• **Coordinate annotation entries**
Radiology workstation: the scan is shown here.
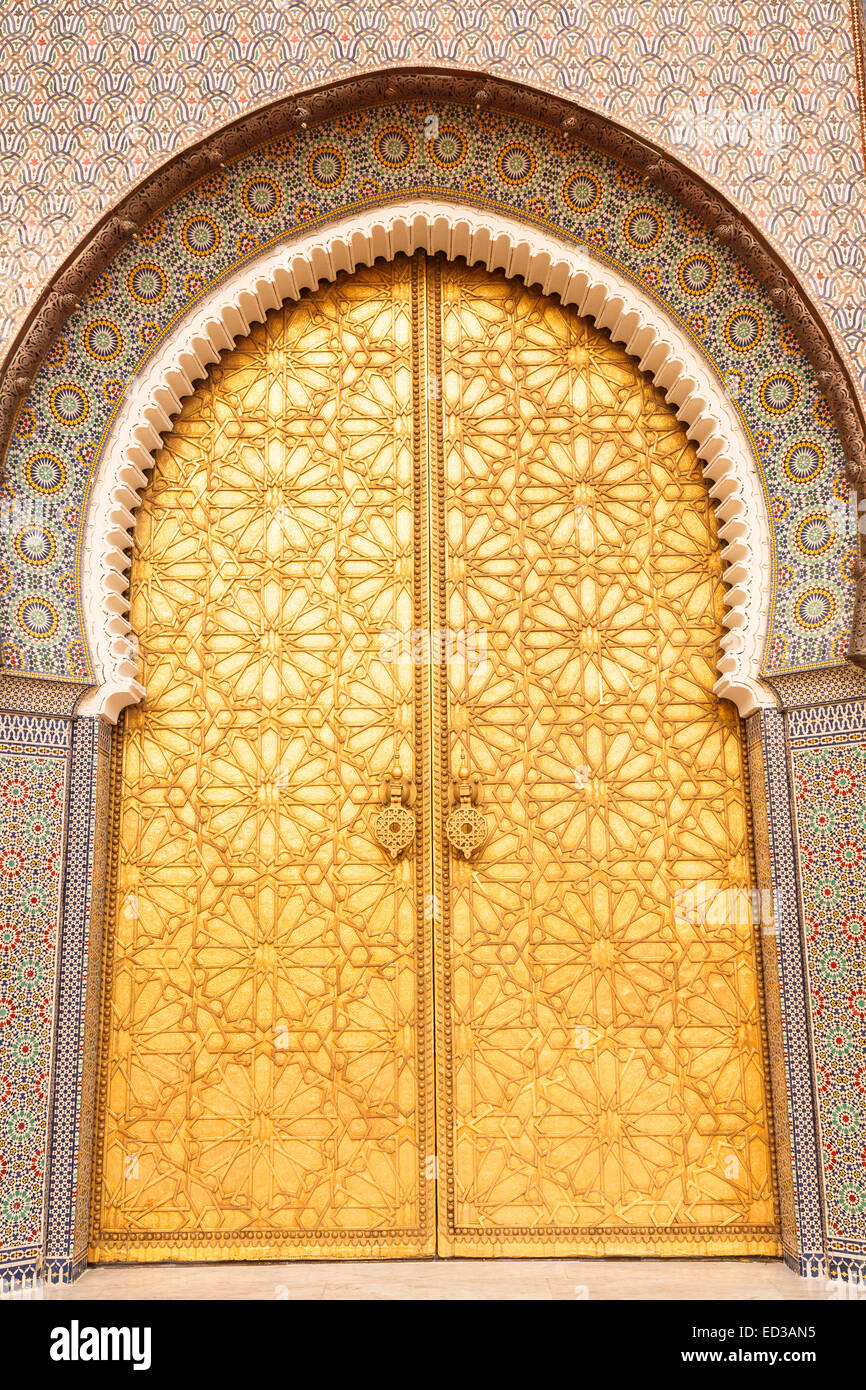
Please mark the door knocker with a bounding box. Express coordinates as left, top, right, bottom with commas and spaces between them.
373, 763, 416, 859
445, 759, 491, 859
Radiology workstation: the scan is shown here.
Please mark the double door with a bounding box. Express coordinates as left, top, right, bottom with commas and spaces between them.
92, 256, 777, 1261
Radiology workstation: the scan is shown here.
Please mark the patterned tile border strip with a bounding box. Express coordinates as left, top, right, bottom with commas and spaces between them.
44, 719, 111, 1282
755, 710, 824, 1273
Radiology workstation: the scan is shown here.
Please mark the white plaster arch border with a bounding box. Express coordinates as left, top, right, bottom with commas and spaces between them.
79, 200, 776, 721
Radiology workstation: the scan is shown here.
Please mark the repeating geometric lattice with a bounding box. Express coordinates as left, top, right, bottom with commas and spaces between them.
95, 263, 432, 1259
436, 267, 777, 1254
93, 250, 778, 1259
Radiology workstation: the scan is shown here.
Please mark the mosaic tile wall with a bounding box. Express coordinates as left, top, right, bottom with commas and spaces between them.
0, 101, 856, 680
0, 714, 71, 1280
790, 701, 866, 1268
0, 0, 866, 394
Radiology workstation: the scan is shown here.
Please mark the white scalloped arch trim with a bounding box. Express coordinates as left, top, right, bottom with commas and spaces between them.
79, 200, 776, 721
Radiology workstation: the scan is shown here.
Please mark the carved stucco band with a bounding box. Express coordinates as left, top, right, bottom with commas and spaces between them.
79, 200, 776, 720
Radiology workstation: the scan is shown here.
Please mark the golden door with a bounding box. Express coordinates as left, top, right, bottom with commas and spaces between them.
90, 256, 780, 1261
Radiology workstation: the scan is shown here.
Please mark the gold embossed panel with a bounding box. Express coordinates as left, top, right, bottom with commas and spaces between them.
92, 257, 778, 1261
431, 265, 778, 1255
92, 260, 434, 1261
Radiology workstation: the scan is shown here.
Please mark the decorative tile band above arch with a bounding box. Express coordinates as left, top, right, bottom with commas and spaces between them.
0, 84, 856, 684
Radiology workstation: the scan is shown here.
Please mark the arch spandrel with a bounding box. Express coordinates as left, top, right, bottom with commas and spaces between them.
1, 74, 856, 714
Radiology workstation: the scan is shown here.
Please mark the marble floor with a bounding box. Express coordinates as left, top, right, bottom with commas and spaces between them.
43, 1259, 840, 1301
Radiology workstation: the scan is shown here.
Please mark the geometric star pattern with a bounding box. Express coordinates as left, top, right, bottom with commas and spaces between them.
92, 257, 778, 1259
436, 258, 777, 1254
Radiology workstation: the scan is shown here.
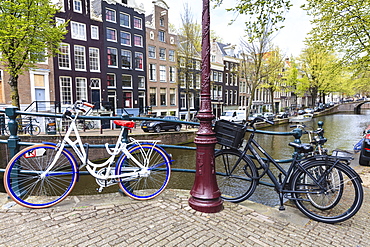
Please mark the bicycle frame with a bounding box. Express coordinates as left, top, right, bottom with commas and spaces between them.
41, 105, 154, 180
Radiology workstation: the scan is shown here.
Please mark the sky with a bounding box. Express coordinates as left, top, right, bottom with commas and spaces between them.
142, 0, 310, 57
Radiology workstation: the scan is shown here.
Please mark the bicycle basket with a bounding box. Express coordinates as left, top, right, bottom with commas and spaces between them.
214, 119, 247, 149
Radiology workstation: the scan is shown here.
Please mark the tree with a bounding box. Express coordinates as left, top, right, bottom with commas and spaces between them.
262, 47, 284, 112
299, 43, 342, 106
240, 24, 271, 116
0, 0, 66, 108
178, 4, 202, 121
213, 0, 292, 41
303, 0, 370, 68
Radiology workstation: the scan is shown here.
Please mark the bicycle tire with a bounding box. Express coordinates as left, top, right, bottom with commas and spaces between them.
215, 149, 258, 202
291, 160, 364, 223
305, 166, 344, 210
26, 125, 41, 136
116, 143, 171, 200
4, 144, 78, 208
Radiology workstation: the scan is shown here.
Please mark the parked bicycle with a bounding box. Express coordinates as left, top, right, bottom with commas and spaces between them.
215, 117, 364, 223
77, 119, 96, 130
4, 101, 172, 208
5, 117, 41, 136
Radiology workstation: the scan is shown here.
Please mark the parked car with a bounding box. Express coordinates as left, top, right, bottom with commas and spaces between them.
276, 111, 289, 118
263, 112, 275, 121
141, 116, 181, 133
298, 110, 305, 115
358, 126, 370, 166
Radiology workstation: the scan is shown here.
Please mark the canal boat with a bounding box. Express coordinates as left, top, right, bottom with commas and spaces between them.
289, 113, 313, 123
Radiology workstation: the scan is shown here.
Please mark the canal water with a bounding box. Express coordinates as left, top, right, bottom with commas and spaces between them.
0, 110, 370, 206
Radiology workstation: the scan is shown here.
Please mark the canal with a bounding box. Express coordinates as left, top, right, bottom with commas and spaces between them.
0, 110, 370, 206
168, 110, 370, 206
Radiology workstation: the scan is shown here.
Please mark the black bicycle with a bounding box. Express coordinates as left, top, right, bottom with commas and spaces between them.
215, 117, 364, 223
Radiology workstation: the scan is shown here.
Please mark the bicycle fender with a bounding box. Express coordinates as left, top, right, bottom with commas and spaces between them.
42, 142, 80, 182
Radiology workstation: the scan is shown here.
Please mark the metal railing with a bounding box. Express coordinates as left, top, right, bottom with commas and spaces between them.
0, 107, 303, 174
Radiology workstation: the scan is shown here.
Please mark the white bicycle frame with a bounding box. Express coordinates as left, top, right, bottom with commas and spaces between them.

• **TASK DETAILS**
Copy the listing above word for word, beginning with its first line and stopping after the line that contains "755, 710, 824, 1273". Omit the pictures from your copy.

• **ANSWER TO THIS EXERCISE**
Radiology workstation: the scan is shown here.
Please mark the door knocker with a bounding box. Express coordinates as left, top, right, bottom with commas and spaces between them.
373, 763, 416, 859
445, 759, 491, 859
Radiology workstation: the scan is shown here.
Please mark the double door with a bounding box. Express coordinates as left, top, right, bottom with commas and spaces between them.
92, 256, 777, 1261
Radiology workstation: the scan is shown here.
Please mark the patterned tile border strip with a bounding box. Express coordinates as left, top, right, bottom with commas and spaces between them.
44, 719, 111, 1282
755, 710, 824, 1273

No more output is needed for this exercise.